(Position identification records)
'''

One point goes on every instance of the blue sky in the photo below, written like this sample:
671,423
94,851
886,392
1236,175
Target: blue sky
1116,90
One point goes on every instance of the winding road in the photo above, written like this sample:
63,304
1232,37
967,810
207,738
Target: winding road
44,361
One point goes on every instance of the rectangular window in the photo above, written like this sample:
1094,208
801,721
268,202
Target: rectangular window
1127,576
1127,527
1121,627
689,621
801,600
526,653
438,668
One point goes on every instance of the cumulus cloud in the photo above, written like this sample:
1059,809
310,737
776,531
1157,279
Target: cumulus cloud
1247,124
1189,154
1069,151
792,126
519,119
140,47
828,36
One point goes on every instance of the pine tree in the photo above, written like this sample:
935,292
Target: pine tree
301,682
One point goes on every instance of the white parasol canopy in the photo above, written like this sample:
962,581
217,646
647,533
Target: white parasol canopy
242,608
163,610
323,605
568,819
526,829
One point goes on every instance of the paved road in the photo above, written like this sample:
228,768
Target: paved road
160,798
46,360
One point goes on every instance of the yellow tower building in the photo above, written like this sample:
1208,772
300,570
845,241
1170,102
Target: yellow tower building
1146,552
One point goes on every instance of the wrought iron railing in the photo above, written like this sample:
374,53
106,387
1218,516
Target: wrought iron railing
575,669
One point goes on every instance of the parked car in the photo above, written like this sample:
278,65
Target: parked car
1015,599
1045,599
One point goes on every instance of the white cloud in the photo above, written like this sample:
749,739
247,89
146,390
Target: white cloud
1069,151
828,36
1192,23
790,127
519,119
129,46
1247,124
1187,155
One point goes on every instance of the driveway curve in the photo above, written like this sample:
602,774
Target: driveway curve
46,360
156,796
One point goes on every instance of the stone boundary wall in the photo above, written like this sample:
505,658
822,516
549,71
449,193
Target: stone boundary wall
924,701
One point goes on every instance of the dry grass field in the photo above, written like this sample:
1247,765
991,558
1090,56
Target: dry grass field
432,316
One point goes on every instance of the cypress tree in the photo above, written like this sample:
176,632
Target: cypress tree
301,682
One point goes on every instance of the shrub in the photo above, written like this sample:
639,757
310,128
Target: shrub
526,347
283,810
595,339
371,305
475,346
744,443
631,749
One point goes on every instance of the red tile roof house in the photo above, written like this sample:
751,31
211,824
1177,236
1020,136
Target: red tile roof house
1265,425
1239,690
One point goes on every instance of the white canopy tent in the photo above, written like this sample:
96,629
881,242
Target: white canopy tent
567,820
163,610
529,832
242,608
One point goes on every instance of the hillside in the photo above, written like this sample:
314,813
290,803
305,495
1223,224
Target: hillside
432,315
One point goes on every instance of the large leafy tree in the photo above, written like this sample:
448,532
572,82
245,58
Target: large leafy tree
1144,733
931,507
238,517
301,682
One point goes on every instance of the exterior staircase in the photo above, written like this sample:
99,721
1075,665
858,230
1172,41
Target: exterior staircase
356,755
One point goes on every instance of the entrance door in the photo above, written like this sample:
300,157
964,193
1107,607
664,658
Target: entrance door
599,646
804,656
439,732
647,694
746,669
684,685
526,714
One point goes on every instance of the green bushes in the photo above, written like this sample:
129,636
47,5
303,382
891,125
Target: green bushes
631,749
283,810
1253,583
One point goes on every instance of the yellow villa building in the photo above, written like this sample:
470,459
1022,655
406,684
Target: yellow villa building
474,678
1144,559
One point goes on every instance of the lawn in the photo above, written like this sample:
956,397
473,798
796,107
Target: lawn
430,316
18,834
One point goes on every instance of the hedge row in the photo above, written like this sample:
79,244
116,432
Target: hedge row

'''

WHAT YOU WILL DO:
Render every line of the rows above as a JSON list of strings, with one string per line and blank lines omitted.

RESULT OF THIS EXERCISE:
[
  "One point goes on every instance of the blue sky in the photo below, written like this sample:",
  "671,423",
  "94,851",
  "886,392",
  "1236,175",
  "Target: blue sky",
  "1116,90",
  "One point goes on every instance of the winding road in the photo above, written like this sample:",
  "63,304",
  "1232,37",
  "967,810",
  "207,738",
  "Target: winding road",
  "44,361",
  "One point goes on every instance of the rectangular window in the photo above, written like this sample:",
  "1094,208",
  "801,721",
  "268,202",
  "Target: rectangular window",
  "1127,576",
  "1127,527",
  "1121,627",
  "689,621",
  "801,600",
  "526,653",
  "438,668",
  "One point goes on every instance of the cumulus cloud in the photo above, written like this sample:",
  "1059,809",
  "310,737",
  "776,531",
  "1157,279",
  "Target: cumulus cloud",
  "1247,124",
  "1189,154",
  "1069,151",
  "792,126",
  "519,119",
  "140,47",
  "828,36",
  "One point goes on every instance of the pine tree in the photo above, written like this sample:",
  "935,292",
  "Target: pine tree",
  "301,682",
  "One point goes on every instance of the white parasol canopy in the photo above, written like this sample:",
  "962,581",
  "217,646",
  "647,533",
  "Target: white parasol canopy",
  "242,608",
  "163,610",
  "323,605",
  "568,819",
  "526,829",
  "One point goes on every instance of the paved road in the photo above, written like this sample:",
  "228,768",
  "Target: paved road",
  "160,798",
  "46,360",
  "One point goes on every instance of the yellow tower building in the photo above, written like this sample:",
  "1208,772",
  "300,570",
  "845,241",
  "1170,102",
  "Target: yellow tower building",
  "1146,552",
  "One point goes on every instance of the wrought iron railing in the photo above, written like this sample:",
  "374,53",
  "106,387",
  "1218,516",
  "Target: wrought iron railing",
  "575,669",
  "One point goes on every instance of the parked car in the photo above, written like this sample:",
  "278,65",
  "Target: parked car",
  "1015,599",
  "1045,599",
  "One point goes on every instance of the white cloud in the photo above, written like this sample:",
  "749,739",
  "247,89",
  "146,390",
  "Target: white cloud",
  "1069,151",
  "828,36",
  "1192,23",
  "790,127",
  "519,119",
  "129,46",
  "1247,124",
  "1187,155",
  "One point goes on every instance of the driveway curve in the photo above, written like this sample:",
  "602,774",
  "Target: driveway curve",
  "46,360",
  "156,796",
  "One point goes on every instance of the stone boundary wall in the photo above, written like this sample:",
  "505,658",
  "822,516",
  "549,71",
  "449,193",
  "Target: stone boundary wall",
  "924,701",
  "One point goes on every instance of the dry grass field in the photo above, written like this sample:",
  "1247,765",
  "991,558",
  "1090,56",
  "Target: dry grass field",
  "432,316",
  "One point goes on every instance of the cypress tree in the photo above, written like this sample:",
  "176,632",
  "Target: cypress tree",
  "301,682",
  "One point goes on every instance of the shrub in the photo above, written like this sample:",
  "639,757",
  "310,128",
  "Target: shrub",
  "526,347",
  "283,810",
  "595,339",
  "371,305",
  "475,346",
  "744,443",
  "631,749",
  "One point goes on every instance of the red tile roof house in the photo above, written like this sample:",
  "751,31",
  "211,824",
  "1177,236",
  "1020,136",
  "Target: red tile roof house",
  "1265,425",
  "1239,690",
  "One point goes on every instance of the white canopy tent in the photo above, written like this sample:",
  "96,629",
  "881,242",
  "Target: white canopy tent",
  "567,820",
  "163,610",
  "529,832",
  "242,608",
  "One point goes on every instance of the hillside in the photo above, written like this sample:",
  "314,813",
  "290,803",
  "305,495",
  "1223,224",
  "Target: hillside",
  "432,315",
  "One point goes on every instance of the large leafy tree in the photo above, written like this sample:",
  "448,532",
  "572,82",
  "245,58",
  "Target: large leafy tree",
  "1144,733",
  "931,507",
  "238,517",
  "301,682",
  "One point goes on every instance of the exterior staircase in the photo above, written like this sample:",
  "99,721",
  "1075,665",
  "858,230",
  "1172,41",
  "Target: exterior staircase",
  "356,755",
  "One point goes on every instance of the entrance door in the photo above, written like this sample:",
  "300,157",
  "964,193",
  "1107,607",
  "664,658",
  "Target: entrance door",
  "599,646",
  "804,656",
  "439,732",
  "647,694",
  "746,669",
  "684,685",
  "526,714",
  "One point goes on every instance of the green bushes in the photo above, written like this sample:",
  "129,636",
  "47,5",
  "303,382",
  "891,125",
  "Target: green bushes",
  "631,749",
  "283,810",
  "1253,583",
  "One point goes on every instance of the yellow villa building in the photo above, written like this sample:",
  "470,459",
  "1022,655",
  "406,684",
  "Target: yellow villa building",
  "474,678",
  "1144,559",
  "One point goes on every instance of the lawn in the photo above, written like this sample:",
  "956,397",
  "473,798",
  "796,107",
  "Target: lawn",
  "430,316",
  "18,834",
  "One point goes on every instance of the hedge row in the photo above, written like this sample:",
  "79,244",
  "116,432",
  "Target: hedge row"
]